━━ Documento de origem ━━
Passado e Presente
Foi em uma ida ao médico, levar o nosso genitor que eu e meu irmão mais velho ficamos sabendo de coisas interessantes que estavam no tesouro do coração de meu pai.
Saímos cedo pra pegarmos a estrada desafogada. E o tempo todo saía um história da memória de meu pai que nos encantava.
O caçula atento ao volante dava aquele sorriso maroto torcendo os lábios carnudos.
Era um filme que na cabeça do patriarca, saía tudo humoristicamente. Ele relembrava as idas ao glorioso Piauí em décadas passadas sempre em busca de saúde. Dele não, sempre da Rosa, isso mesmo, Rosa de registro e em pessoa. Foi a moça que encantou o coração dele e que hoje é nossa rainha do lar.
Falava de histórias tristes em tempos difíceis e como fazia para levá-la ao médico na capital vizinha. A parada em Timon, era na casa da comadre Preta, madrinha do caçula. E ali ficavam dias indo, e vindo ao médico na capital ligada pela ponte metálica que une os estados vizinhos: Maranhão e Piauí.
━━━
### Suas instruções:
Cite integralmente o texto acima, sobre as lembranças do pai durante uma ida ao médico. Este material não tem relação com o texto acima.
━━ Entradas listadas ━━
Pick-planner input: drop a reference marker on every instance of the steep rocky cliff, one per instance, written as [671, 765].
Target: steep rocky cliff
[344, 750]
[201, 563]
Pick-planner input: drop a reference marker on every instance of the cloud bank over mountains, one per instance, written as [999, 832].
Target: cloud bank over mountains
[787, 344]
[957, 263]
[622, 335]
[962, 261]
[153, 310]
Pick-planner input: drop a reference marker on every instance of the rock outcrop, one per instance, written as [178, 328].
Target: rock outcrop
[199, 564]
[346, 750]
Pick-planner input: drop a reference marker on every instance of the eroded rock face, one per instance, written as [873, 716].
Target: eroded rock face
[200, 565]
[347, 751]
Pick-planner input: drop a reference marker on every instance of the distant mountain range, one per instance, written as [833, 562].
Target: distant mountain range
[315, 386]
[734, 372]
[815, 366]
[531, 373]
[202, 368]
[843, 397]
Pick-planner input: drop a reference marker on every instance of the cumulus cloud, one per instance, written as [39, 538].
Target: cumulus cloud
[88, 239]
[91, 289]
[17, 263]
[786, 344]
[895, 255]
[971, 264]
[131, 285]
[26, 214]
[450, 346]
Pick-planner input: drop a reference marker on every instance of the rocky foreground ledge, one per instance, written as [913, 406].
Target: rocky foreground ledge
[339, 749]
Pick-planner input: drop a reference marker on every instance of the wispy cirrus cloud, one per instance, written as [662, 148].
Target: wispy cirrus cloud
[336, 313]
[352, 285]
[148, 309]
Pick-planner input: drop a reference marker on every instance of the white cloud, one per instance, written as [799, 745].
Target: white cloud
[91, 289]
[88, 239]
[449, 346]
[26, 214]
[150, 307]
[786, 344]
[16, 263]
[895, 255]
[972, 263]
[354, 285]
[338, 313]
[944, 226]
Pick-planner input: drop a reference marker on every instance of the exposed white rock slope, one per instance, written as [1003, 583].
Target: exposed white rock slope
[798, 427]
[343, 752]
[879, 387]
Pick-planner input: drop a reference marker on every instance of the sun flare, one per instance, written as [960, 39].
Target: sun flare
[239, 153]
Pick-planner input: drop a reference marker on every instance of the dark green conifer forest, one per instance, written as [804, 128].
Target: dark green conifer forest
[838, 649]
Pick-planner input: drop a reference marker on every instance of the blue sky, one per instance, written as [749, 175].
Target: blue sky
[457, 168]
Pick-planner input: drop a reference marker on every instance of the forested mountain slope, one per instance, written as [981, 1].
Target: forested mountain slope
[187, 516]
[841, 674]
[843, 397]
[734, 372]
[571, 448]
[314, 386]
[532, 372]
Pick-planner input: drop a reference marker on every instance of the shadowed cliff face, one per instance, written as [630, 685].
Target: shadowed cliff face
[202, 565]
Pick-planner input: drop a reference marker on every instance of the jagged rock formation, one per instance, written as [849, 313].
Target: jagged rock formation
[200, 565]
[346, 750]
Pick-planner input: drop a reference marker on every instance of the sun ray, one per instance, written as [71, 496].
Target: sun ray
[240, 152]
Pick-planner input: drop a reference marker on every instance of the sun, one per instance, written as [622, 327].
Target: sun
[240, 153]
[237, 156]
━━━
### Resposta do exercício:
Passado e Presente
Foi em uma ida ao médico, levar o nosso genitor que eu e meu irmão mais velho ficamos sabendo de coisas interessantes que estavam no tesouro do coração de meu pai.
Saímos cedo pra pegarmos a estrada desafogada. E o tempo todo saía um história da memória de meu pai que nos encantava.
O caçula atento ao volante dava aquele sorriso maroto torcendo os lábios carnudos.
Era um filme que na cabeça do patriarca, saía tudo humoristicamente. Ele relembrava as idas ao glorioso Piauí em décadas passadas sempre em busca de saúde. Dele não, sempre da Rosa, isso mesmo, Rosa de registro e em pessoa. Foi a moça que encantou o coração dele e que hoje é nossa rainha do lar.
Falava de histórias tristes em tempos difíceis e como fazia para levá-la ao médico na capital vizinha. A parada em Timon, era na casa da comadre Preta, madrinha do caçula. E ali ficavam dias indo, e vindo ao médico na capital ligada pela ponte metálica que une os estados vizinhos: Maranhão e Piauí.